Write down the listing again exactly as it appears below, without its pictures.
** Opening Raw data block **
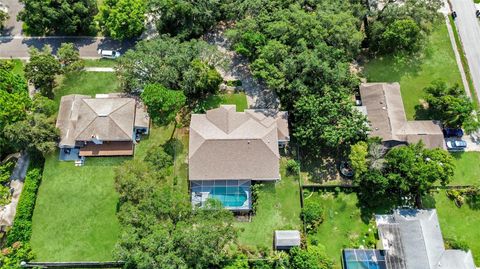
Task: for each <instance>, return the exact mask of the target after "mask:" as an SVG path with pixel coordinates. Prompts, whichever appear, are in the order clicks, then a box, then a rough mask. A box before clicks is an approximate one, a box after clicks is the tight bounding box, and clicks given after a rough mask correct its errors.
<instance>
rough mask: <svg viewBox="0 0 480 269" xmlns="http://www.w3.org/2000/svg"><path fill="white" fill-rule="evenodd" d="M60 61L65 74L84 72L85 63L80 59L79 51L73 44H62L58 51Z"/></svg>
mask: <svg viewBox="0 0 480 269" xmlns="http://www.w3.org/2000/svg"><path fill="white" fill-rule="evenodd" d="M57 57H58V61H59V62H60V65H61V66H62V70H63V73H71V72H74V71H80V70H83V68H84V67H85V63H84V62H83V60H82V59H80V53H79V52H78V49H77V48H75V46H74V45H73V44H72V43H62V45H60V48H59V49H58V51H57Z"/></svg>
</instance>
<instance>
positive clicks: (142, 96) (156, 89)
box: [142, 84, 186, 137]
mask: <svg viewBox="0 0 480 269" xmlns="http://www.w3.org/2000/svg"><path fill="white" fill-rule="evenodd" d="M142 100H143V102H144V103H145V105H146V106H147V110H148V113H149V114H150V117H151V118H152V120H153V122H154V123H156V124H162V125H168V124H170V123H171V122H174V123H175V128H176V126H177V119H176V116H177V114H178V112H179V111H180V109H181V108H182V107H183V106H184V105H185V102H186V97H185V95H184V94H183V92H181V91H174V90H170V89H167V88H165V87H164V86H162V85H160V84H149V85H147V86H146V87H145V89H144V90H143V92H142ZM175 128H174V129H173V132H172V136H171V137H173V134H174V132H175Z"/></svg>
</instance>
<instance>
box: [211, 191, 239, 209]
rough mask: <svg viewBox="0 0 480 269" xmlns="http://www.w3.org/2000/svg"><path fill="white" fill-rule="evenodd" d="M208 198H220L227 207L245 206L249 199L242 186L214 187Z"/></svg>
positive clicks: (219, 198) (223, 204)
mask: <svg viewBox="0 0 480 269" xmlns="http://www.w3.org/2000/svg"><path fill="white" fill-rule="evenodd" d="M208 198H213V199H218V200H220V202H222V204H223V206H225V207H240V206H243V204H244V203H245V201H247V199H248V197H247V193H246V192H245V190H243V188H242V187H213V188H212V190H211V191H210V193H209V194H208Z"/></svg>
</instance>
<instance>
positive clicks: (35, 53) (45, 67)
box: [25, 45, 61, 98]
mask: <svg viewBox="0 0 480 269" xmlns="http://www.w3.org/2000/svg"><path fill="white" fill-rule="evenodd" d="M29 54H30V61H29V62H28V63H27V64H26V65H25V77H26V78H27V79H28V80H29V81H30V82H31V83H33V85H35V88H37V89H40V93H41V94H42V95H43V96H46V97H49V98H53V87H54V86H55V76H56V75H57V74H59V73H60V68H61V66H60V63H59V62H58V61H57V59H55V56H53V55H52V48H51V47H50V46H49V45H45V46H44V47H43V49H42V50H41V51H39V50H38V49H36V48H35V47H30V51H29Z"/></svg>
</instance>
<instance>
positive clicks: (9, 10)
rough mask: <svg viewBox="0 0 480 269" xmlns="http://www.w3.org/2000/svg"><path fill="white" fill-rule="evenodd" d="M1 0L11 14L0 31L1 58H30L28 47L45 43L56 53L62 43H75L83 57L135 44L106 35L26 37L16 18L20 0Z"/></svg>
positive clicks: (96, 57)
mask: <svg viewBox="0 0 480 269" xmlns="http://www.w3.org/2000/svg"><path fill="white" fill-rule="evenodd" d="M0 1H2V2H3V3H5V4H6V5H7V6H8V14H9V15H10V18H9V19H8V21H7V22H6V23H5V30H4V31H2V32H1V33H0V59H1V58H17V59H28V47H30V46H34V47H36V48H42V47H43V46H44V45H45V44H49V45H50V46H52V48H53V52H54V53H55V52H56V51H57V49H58V48H59V47H60V44H62V43H66V42H71V43H74V44H75V46H76V47H77V48H78V49H79V51H80V56H81V57H82V58H99V56H98V53H97V50H98V49H114V50H119V51H120V52H125V51H126V50H127V49H129V48H131V47H133V45H134V44H135V42H134V41H126V42H119V41H115V40H111V39H109V38H105V37H89V36H87V37H73V36H70V37H69V36H66V37H61V36H52V37H25V36H23V31H22V22H21V21H20V22H19V21H17V19H16V18H17V14H18V12H20V10H22V8H23V5H22V4H21V3H20V2H19V1H18V0H0Z"/></svg>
** Closing Raw data block **
Response to the task:
Task: for each <instance>, return the exact mask of the target after "mask:" as an SVG path with pixel coordinates. Prompts, whichever appear, are in the order clicks, then a box, then a rough mask. A box before clicks is an approximate one, a box after clicks is the tight bounding box, and clicks given after a rough mask correct its errors.
<instance>
rough mask: <svg viewBox="0 0 480 269" xmlns="http://www.w3.org/2000/svg"><path fill="white" fill-rule="evenodd" d="M60 61L65 74L84 72L85 63L80 59L79 51L73 44H62L58 51Z"/></svg>
mask: <svg viewBox="0 0 480 269" xmlns="http://www.w3.org/2000/svg"><path fill="white" fill-rule="evenodd" d="M57 57H58V61H59V62H60V65H61V66H62V70H63V73H71V72H74V71H80V70H83V68H84V67H85V63H84V62H83V60H82V59H80V53H79V52H78V49H77V48H75V46H74V45H73V44H72V43H62V45H60V48H59V49H58V51H57Z"/></svg>
</instance>
<instance>
positive clicks: (142, 96) (156, 89)
box: [142, 84, 186, 137]
mask: <svg viewBox="0 0 480 269" xmlns="http://www.w3.org/2000/svg"><path fill="white" fill-rule="evenodd" d="M142 100H143V102H144V103H145V105H146V106H147V110H148V113H149V114H150V117H151V118H152V120H153V122H154V123H156V124H162V125H168V124H170V123H171V122H174V123H175V128H176V126H177V119H176V116H177V114H178V112H179V111H180V109H181V108H182V107H183V106H184V105H185V102H186V97H185V95H184V94H183V92H181V91H174V90H170V89H167V88H165V87H164V86H162V85H160V84H149V85H147V86H146V87H145V89H144V90H143V92H142ZM175 128H174V129H173V132H172V136H171V137H173V134H174V132H175Z"/></svg>
</instance>
<instance>
box: [211, 191, 239, 209]
rough mask: <svg viewBox="0 0 480 269" xmlns="http://www.w3.org/2000/svg"><path fill="white" fill-rule="evenodd" d="M208 198H220L227 207L245 206L249 199L242 186L214 187Z"/></svg>
positive clicks: (219, 198) (223, 204)
mask: <svg viewBox="0 0 480 269" xmlns="http://www.w3.org/2000/svg"><path fill="white" fill-rule="evenodd" d="M208 198H213V199H218V200H220V202H222V204H223V206H225V207H240V206H243V204H244V203H245V201H247V199H248V197H247V193H246V192H245V190H243V188H242V187H213V188H212V190H211V191H210V193H209V194H208Z"/></svg>
</instance>
<instance>
positive clicks: (35, 53) (45, 67)
box: [25, 45, 61, 98]
mask: <svg viewBox="0 0 480 269" xmlns="http://www.w3.org/2000/svg"><path fill="white" fill-rule="evenodd" d="M29 54H30V61H29V62H28V63H27V64H26V65H25V77H26V78H27V79H28V80H29V81H30V82H31V83H33V85H35V88H37V89H40V93H41V94H42V95H43V96H46V97H49V98H53V87H54V86H55V76H56V75H57V74H59V73H60V68H61V66H60V63H59V62H58V61H57V59H55V56H53V55H52V48H51V47H50V46H49V45H45V46H44V47H43V49H42V50H41V51H39V50H38V49H36V48H35V47H30V51H29Z"/></svg>
</instance>
<instance>
positive clicks: (9, 10)
rough mask: <svg viewBox="0 0 480 269" xmlns="http://www.w3.org/2000/svg"><path fill="white" fill-rule="evenodd" d="M1 0L11 14L0 31L1 58H30L28 47L45 43L56 53L62 43H75L83 57L135 44L106 35L26 37L16 18L20 0Z"/></svg>
positive clicks: (96, 57)
mask: <svg viewBox="0 0 480 269" xmlns="http://www.w3.org/2000/svg"><path fill="white" fill-rule="evenodd" d="M0 1H2V2H3V3H5V4H6V5H7V6H8V14H9V15H10V18H9V19H8V21H7V22H6V23H5V30H4V31H2V32H1V33H0V59H1V58H17V59H28V47H30V46H34V47H36V48H42V47H43V46H44V45H45V44H49V45H50V46H52V48H53V52H54V53H55V52H56V51H57V49H58V48H59V47H60V44H62V43H66V42H71V43H74V44H75V46H76V47H77V48H78V49H79V51H80V56H81V57H82V58H99V56H98V53H97V50H98V49H114V50H119V51H120V52H125V51H126V50H127V49H129V48H131V47H133V45H134V44H135V42H134V41H126V42H119V41H115V40H111V39H109V38H105V37H89V36H87V37H73V36H70V37H69V36H66V37H61V36H52V37H25V36H23V31H22V22H21V21H20V22H19V21H17V19H16V18H17V14H18V12H20V10H22V8H23V5H22V4H21V3H20V2H19V1H18V0H0Z"/></svg>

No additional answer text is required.